### Extrait de page
Faire "Fanny" ou "embrasser Fanny"
L'expression "Embrasser Fanny" est utilisée lors d'une partie de boules que ce soit le jeu provençal ou la pétanque lorsque le score final est de 13 à 0. Le perdant ou l'équipe perdante doit alors embrasser le postérieur dénudé et rebondi d'une représentation féminine, sous forme de tableau, de sculpture, de poterie, dénommée Fanny. Les expressions "faire Fanny", "baiser Fanny", "être Fanny" sont équivalentes et peuvent être utilisées dans d'autres activités comme par exemple le baby-foot ou encore le ping-pong.
Aujourd'hui, ces représentations se rencontrent davantage chez les antiquaires et les brocanteurs que dans les bars et cafés où se réunissent traditionnellement les boulistes. Mais tous les clubs boulistes en conservent une à leur siège et cette icône fait partie de leur patrimoine. C'était à l'origine en fait tout à la fois une récompense et une honte pour l'équipe perdante mais toujours une franche rigolade pour les spectateurs. "Embrasser Fanny", c'est l'image effrayante de la défaite, la preuve horrible qu’on a été battu, et pas seulement battu, mais vaincu lamentablement, l'humiliation totale et complète : perdre par 13 à 0, il faut le faire !
La tradition voudrait lui trouver une origine dans le Dauphiné où une Fanny aurait été serveuse dans un café du village de Grand-Lemps, peu avant la Première Guerre mondiale. Ce fut le maire du village qui inaugura cette pratique, mais des cartes postales précédant cette période montrent déjà Fanny et son postérieur offert. Certains la voient d'origine lyonnaise puisque la petite histoire du quartier de la Croix-Rousse dit que, dès 1870, les joueurs du Clos Jouve, haut lieu de la boule lyonnaise avaient comme spectatrice une jeune fille de vingt ans au grand cœur, Fanny Debriand, un peu simplette, sale et mal fagotée, dormant souvent dans la rue. Elle faisait le désespoir de ses parents, qui tenaient une herboristerie dans le quartier de la Croix-Rousse, à Lyon, incapables de la contrôler. Contre une pièce, elle consolait le joueur malheureux en lui montrant ses fesses, mais n'acceptait pas le baiser. De nos jours, une friponne statue de bronze représentant la Fanny rappelle ce passé aux boulistes du Clos-Jouve.
######
### Données fournies
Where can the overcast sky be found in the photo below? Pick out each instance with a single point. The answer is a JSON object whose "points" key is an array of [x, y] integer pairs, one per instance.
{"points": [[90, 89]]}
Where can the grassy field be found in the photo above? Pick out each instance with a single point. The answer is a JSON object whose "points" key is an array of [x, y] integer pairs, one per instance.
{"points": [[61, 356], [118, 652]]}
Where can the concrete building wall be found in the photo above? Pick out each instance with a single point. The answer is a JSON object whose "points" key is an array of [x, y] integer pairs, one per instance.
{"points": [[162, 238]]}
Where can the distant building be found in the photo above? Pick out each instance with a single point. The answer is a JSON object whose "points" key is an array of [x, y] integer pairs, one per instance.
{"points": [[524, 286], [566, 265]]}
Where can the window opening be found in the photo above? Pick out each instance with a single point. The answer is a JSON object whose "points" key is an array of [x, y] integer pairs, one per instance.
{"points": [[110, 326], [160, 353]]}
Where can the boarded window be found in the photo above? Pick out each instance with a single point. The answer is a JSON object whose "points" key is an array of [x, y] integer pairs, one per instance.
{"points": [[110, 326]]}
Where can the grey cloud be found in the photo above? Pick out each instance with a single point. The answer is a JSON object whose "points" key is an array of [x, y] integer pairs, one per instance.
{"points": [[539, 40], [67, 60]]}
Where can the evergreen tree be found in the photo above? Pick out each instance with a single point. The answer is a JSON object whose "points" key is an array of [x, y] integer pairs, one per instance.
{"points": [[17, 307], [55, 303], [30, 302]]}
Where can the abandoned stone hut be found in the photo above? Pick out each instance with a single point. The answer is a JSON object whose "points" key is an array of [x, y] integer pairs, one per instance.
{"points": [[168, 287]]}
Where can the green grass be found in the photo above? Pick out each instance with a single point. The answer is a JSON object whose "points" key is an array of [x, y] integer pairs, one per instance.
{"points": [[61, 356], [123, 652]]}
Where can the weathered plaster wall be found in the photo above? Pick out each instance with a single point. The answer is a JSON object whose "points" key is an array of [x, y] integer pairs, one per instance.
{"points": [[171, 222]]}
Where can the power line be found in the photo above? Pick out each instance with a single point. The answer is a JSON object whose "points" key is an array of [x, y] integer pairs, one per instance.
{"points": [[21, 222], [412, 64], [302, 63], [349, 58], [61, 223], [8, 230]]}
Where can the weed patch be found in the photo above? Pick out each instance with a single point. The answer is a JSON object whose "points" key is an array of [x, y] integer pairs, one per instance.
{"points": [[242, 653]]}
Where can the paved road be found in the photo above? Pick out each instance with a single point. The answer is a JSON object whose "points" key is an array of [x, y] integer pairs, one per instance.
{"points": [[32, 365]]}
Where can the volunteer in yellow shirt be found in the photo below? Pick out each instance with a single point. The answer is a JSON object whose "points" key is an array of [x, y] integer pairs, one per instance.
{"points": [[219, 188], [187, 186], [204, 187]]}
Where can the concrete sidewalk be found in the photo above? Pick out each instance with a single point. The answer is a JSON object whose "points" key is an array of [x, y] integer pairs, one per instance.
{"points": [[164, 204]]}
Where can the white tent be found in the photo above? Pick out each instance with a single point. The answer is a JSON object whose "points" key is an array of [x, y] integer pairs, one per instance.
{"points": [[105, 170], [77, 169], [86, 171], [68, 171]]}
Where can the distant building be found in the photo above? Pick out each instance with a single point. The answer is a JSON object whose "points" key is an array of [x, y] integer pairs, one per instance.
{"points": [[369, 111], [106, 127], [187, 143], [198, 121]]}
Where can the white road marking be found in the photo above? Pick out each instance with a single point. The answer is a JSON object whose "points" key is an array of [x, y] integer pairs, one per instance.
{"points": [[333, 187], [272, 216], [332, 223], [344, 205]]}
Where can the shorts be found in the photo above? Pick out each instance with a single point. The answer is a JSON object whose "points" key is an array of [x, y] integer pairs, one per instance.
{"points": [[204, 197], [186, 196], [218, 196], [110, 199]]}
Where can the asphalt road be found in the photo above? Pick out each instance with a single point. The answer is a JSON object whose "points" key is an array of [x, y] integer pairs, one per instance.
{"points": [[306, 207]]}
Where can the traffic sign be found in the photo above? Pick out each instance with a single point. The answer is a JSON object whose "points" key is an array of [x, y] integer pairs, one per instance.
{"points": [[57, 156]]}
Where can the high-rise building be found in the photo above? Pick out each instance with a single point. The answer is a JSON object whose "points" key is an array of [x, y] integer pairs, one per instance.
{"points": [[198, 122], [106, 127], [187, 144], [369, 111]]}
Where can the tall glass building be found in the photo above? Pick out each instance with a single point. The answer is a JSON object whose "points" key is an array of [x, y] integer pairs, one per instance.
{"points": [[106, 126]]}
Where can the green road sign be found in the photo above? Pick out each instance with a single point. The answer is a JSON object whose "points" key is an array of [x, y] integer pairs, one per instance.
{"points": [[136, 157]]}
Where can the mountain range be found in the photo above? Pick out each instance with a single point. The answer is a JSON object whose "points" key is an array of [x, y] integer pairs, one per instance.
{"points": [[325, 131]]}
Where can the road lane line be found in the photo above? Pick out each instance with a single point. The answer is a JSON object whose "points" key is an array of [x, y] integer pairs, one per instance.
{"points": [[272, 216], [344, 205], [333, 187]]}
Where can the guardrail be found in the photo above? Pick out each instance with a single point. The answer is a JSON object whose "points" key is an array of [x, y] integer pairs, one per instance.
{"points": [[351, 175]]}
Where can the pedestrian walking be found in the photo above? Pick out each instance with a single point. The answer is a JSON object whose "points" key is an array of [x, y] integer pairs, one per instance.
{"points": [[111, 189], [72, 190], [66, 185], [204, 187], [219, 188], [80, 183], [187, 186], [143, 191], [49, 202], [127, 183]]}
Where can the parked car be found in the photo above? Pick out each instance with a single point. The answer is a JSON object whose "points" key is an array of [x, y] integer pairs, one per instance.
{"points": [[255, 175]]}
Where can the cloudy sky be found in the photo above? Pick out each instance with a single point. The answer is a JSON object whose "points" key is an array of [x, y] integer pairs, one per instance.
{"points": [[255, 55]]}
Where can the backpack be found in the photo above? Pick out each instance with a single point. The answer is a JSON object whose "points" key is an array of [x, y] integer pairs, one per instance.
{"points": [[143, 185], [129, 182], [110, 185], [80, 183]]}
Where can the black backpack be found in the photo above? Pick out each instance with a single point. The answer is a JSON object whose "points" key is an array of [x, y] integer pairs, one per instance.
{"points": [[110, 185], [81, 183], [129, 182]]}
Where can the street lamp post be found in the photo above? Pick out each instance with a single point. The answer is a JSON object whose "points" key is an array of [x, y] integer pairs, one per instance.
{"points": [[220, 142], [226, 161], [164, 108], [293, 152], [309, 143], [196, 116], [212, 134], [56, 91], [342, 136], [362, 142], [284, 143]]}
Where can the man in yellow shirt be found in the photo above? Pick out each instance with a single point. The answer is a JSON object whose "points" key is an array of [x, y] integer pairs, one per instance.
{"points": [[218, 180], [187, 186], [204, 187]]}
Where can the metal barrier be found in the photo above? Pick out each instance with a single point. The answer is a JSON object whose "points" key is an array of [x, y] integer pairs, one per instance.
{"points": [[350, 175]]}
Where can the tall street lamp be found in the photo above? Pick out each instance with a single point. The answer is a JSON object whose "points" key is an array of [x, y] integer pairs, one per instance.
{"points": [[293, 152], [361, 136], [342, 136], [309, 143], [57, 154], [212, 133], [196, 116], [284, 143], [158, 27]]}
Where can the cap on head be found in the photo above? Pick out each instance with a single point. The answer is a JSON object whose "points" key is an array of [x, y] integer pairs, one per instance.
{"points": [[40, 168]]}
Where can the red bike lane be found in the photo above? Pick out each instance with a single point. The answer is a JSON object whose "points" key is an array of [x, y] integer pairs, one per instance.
######
**Travail demandé:**
A – Recopiez, dans le texte sur l'expression « embrasser Fanny », le passage qui s'ouvre sur les mots contenant "Aujourd'hui, ces représentations" et se clôt sur "faut le faire !".
B – Repérez dans la liste chaque ligne où figure le mot "yellow", puis recopiez-la.
Le texte et la liste constituent deux documents indépendants l'un de l'autre.

**Corrigé des exercices:**
A –
Aujourd'hui, ces représentations se rencontrent davantage chez les antiquaires et les brocanteurs que dans les bars et cafés où se réunissent traditionnellement les boulistes. Mais tous les clubs boulistes en conservent une à leur siège et cette icône fait partie de leur patrimoine. C'était à l'origine en fait tout à la fois une récompense et une honte pour l'équipe perdante mais toujours une franche rigolade pour les spectateurs. "Embrasser Fanny", c'est l'image effrayante de la défaite, la preuve horrible qu’on a été battu, et pas seulement battu, mais vaincu lamentablement, l'humiliation totale et complète : perdre par 13 à 0, il faut le faire !

B –
Where can the volunteer in yellow shirt be found in the photo below? Pick out each instance with a single point. The answer is a JSON object whose "points" key is an array of [x, y] integer pairs, one per instance.
Where can the man in yellow shirt be found in the photo above? Pick out each instance with a single point. The answer is a JSON object whose "points" key is an array of [x, y] integer pairs, one per instance.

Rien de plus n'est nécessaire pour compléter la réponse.